Exercise description: List every line below that contains the word "football", copying each one in full.

Stored rows:
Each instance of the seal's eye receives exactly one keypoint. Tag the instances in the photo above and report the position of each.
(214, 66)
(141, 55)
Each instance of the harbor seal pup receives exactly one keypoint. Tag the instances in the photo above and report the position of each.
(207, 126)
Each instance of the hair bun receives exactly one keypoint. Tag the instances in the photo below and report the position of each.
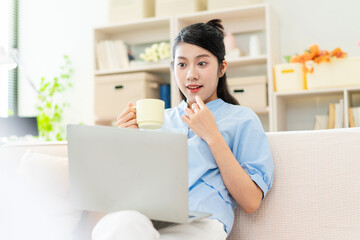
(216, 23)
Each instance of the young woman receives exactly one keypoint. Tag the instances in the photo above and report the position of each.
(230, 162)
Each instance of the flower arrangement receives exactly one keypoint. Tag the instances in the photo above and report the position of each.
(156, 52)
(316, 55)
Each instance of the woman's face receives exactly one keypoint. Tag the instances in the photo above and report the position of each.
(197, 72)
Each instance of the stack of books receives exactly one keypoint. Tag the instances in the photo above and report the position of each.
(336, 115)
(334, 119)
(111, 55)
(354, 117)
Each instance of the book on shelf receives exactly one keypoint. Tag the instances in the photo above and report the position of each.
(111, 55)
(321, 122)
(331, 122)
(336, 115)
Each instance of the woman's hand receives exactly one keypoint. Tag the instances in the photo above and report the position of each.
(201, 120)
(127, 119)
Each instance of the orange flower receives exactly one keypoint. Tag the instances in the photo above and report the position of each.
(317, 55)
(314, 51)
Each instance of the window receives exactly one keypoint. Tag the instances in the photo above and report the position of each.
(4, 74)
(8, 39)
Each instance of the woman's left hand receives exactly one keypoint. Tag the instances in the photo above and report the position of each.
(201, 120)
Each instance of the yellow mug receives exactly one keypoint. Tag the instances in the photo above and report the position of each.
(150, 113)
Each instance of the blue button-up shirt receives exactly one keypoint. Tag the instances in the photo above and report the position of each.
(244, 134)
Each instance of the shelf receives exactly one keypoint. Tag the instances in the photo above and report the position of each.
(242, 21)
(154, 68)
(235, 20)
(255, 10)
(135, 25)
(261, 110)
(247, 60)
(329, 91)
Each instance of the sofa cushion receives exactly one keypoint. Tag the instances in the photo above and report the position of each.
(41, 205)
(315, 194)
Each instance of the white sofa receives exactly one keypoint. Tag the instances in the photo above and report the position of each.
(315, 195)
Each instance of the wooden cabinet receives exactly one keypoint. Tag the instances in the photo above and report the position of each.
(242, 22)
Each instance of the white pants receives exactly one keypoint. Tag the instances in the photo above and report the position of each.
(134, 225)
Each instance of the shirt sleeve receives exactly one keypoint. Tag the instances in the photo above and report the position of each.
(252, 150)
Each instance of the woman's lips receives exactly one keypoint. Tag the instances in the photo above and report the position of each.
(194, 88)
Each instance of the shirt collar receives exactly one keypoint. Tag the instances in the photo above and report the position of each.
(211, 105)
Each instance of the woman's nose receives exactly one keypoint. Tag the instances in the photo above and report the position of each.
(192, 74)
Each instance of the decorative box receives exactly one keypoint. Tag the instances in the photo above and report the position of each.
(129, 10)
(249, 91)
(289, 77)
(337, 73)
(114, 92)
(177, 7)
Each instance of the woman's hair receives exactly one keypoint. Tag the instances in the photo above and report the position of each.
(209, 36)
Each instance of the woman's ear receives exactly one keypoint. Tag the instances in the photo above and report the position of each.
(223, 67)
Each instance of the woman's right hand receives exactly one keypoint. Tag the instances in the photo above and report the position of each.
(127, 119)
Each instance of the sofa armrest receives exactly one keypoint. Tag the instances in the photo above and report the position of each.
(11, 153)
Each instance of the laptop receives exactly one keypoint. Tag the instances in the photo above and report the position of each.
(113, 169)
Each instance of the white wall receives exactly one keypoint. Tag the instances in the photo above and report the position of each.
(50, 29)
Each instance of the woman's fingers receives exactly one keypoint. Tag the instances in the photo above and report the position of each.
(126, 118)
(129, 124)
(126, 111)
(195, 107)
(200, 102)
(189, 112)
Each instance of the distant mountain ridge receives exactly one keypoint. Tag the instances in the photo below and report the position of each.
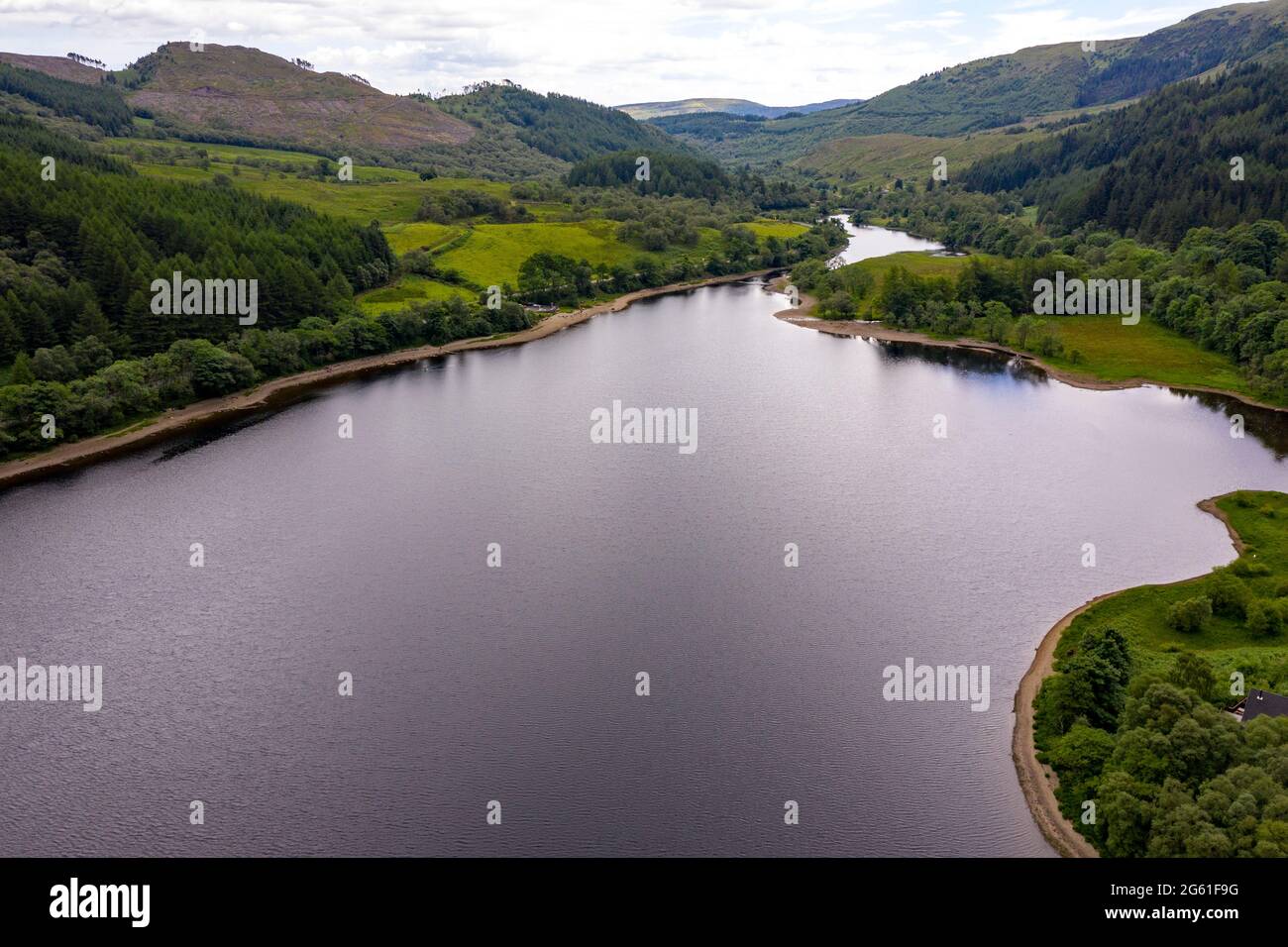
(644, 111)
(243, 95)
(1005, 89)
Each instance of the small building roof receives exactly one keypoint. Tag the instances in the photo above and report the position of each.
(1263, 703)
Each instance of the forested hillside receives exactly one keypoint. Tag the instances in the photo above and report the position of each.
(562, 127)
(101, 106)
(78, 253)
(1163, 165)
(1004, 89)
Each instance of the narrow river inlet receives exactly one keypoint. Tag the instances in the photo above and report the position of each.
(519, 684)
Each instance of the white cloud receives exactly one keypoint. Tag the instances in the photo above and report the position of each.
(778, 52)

...

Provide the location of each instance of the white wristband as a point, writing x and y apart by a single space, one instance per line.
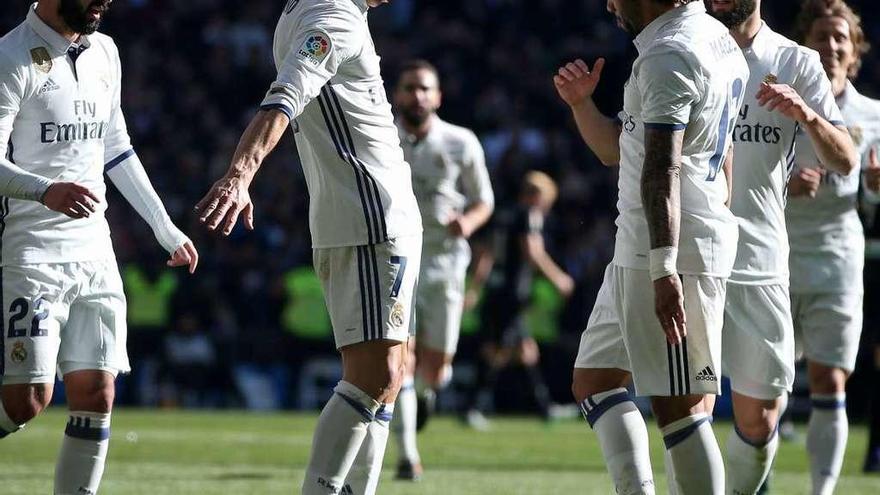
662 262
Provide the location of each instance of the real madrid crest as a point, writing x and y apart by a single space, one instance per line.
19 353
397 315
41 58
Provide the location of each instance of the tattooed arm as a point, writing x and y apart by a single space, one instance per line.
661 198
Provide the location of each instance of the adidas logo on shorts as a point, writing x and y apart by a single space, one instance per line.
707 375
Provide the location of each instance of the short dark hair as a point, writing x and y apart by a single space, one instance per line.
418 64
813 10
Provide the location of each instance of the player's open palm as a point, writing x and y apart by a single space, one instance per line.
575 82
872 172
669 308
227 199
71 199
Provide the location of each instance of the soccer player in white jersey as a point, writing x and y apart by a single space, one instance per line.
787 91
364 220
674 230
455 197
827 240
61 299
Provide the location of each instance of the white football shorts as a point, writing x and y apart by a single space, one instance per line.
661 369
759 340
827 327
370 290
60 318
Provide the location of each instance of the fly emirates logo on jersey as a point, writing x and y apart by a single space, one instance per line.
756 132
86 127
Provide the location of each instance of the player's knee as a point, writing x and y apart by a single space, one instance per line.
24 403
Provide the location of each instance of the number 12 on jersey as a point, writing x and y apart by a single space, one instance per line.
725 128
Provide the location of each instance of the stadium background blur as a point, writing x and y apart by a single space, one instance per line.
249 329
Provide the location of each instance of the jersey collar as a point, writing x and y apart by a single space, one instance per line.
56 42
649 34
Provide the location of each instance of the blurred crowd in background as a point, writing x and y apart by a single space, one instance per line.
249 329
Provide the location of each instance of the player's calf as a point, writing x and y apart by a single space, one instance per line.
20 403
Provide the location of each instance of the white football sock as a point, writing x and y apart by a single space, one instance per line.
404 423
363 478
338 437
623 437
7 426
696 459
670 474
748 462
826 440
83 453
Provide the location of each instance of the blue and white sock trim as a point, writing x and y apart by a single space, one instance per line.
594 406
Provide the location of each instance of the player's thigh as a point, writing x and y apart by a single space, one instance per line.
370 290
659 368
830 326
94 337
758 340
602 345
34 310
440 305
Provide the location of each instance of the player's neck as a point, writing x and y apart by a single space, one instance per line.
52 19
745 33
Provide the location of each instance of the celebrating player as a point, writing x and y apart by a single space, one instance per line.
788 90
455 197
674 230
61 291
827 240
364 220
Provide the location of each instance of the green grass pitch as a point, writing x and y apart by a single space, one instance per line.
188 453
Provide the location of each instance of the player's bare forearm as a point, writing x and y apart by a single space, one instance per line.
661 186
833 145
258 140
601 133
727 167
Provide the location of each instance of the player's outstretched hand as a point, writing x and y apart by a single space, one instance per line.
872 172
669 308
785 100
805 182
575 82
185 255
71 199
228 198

...

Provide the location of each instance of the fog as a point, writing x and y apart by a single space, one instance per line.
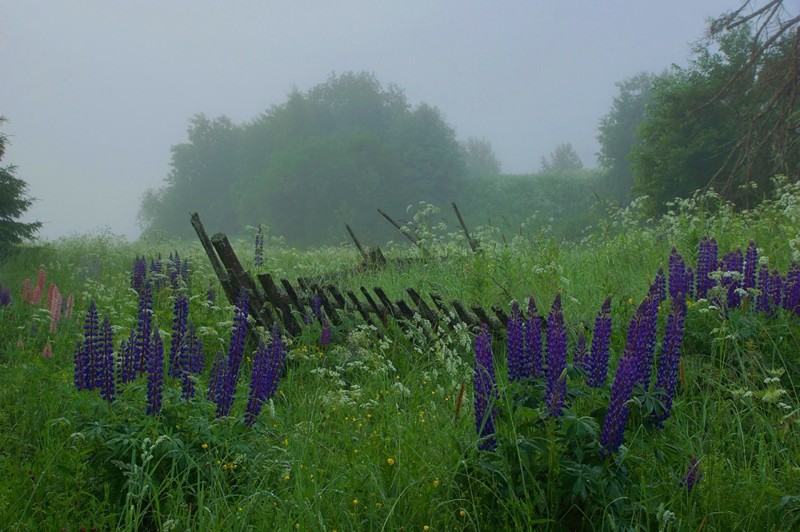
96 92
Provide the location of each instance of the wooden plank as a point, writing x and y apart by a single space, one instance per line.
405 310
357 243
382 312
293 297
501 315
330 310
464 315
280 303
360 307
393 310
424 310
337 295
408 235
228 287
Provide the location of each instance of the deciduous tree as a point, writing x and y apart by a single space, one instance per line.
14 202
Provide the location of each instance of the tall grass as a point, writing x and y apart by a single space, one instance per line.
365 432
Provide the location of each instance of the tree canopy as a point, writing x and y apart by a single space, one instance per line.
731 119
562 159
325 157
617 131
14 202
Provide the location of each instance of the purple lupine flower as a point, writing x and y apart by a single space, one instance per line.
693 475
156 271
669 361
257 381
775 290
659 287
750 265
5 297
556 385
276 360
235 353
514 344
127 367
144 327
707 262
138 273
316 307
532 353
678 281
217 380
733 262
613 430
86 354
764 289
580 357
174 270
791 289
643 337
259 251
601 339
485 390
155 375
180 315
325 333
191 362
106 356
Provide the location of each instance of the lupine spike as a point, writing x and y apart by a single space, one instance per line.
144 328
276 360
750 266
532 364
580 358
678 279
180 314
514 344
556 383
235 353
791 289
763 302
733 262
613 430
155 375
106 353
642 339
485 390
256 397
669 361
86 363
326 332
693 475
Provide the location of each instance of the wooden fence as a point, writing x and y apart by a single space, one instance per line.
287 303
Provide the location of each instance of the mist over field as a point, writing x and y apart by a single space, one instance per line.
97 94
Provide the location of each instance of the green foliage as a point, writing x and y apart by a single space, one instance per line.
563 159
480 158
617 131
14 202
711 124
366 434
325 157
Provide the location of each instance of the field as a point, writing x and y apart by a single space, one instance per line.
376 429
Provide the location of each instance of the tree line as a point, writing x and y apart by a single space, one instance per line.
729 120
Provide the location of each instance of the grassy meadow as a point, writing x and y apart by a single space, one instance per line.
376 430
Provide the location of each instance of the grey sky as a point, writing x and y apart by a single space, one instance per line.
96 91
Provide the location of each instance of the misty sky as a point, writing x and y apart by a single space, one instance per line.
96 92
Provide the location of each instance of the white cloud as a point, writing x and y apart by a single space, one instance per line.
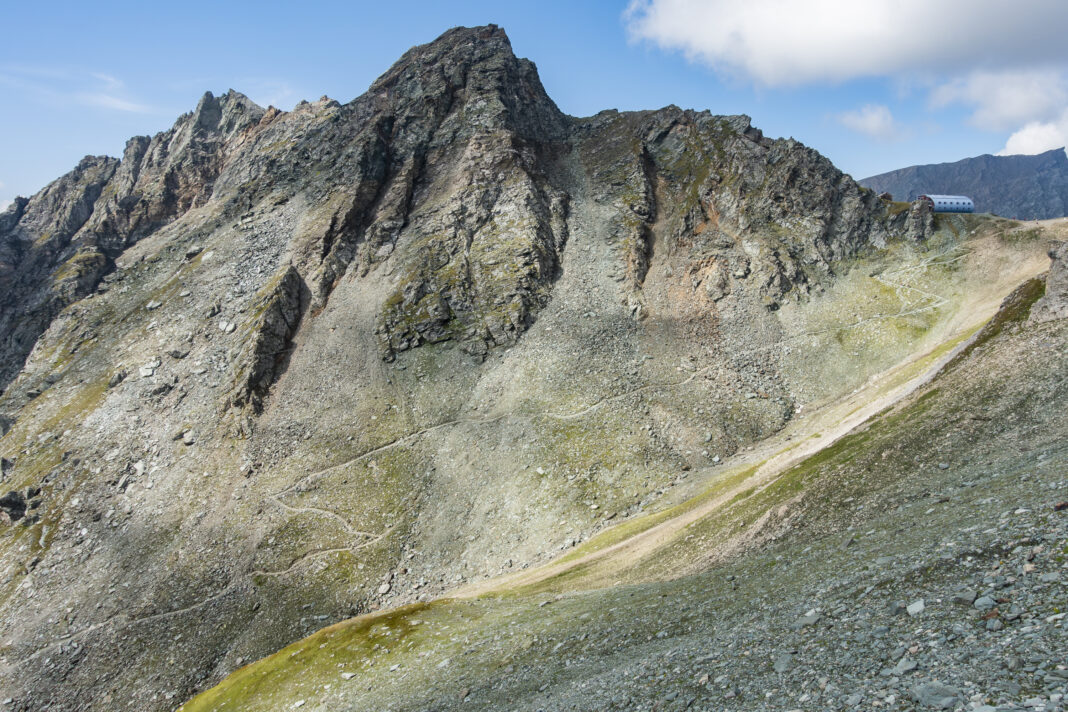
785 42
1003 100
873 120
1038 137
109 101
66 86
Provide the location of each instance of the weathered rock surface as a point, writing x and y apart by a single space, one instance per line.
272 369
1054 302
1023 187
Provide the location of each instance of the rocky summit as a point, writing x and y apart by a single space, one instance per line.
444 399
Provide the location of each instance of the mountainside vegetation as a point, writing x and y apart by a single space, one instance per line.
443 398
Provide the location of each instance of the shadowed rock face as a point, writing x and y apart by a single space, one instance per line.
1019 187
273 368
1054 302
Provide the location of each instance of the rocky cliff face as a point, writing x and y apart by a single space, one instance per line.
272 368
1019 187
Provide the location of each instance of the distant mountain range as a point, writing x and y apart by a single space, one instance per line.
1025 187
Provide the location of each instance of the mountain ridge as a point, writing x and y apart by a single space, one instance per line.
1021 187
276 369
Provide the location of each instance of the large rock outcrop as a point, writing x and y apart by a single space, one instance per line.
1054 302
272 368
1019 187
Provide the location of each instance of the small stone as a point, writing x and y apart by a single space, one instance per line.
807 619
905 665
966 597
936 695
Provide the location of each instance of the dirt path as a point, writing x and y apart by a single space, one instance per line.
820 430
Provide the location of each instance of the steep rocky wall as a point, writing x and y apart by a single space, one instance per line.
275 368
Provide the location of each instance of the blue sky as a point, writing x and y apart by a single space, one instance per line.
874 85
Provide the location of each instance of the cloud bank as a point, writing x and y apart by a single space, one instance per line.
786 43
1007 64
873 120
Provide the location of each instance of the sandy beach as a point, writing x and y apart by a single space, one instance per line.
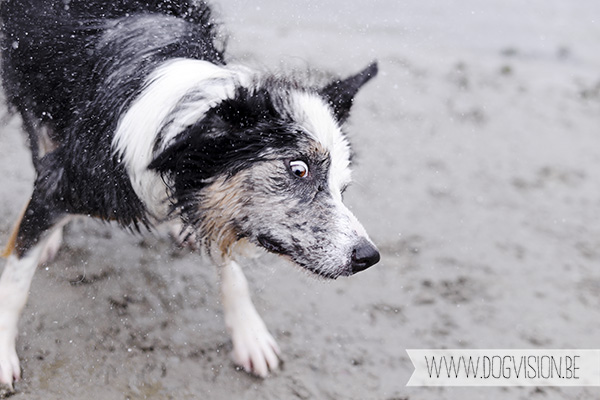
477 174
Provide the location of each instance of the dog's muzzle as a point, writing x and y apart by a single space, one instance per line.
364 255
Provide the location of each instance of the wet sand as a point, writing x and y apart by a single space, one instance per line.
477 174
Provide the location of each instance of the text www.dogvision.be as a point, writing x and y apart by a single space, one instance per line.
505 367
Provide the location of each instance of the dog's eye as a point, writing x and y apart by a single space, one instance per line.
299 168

Answer for this exercise:
Provide the location of each instance of the white football shorts as a point, writing x and y apart by a single space, one instance per line.
Provide the location of each instance of the white football sock as a point, writing x and y apart by a single space, one instance per line.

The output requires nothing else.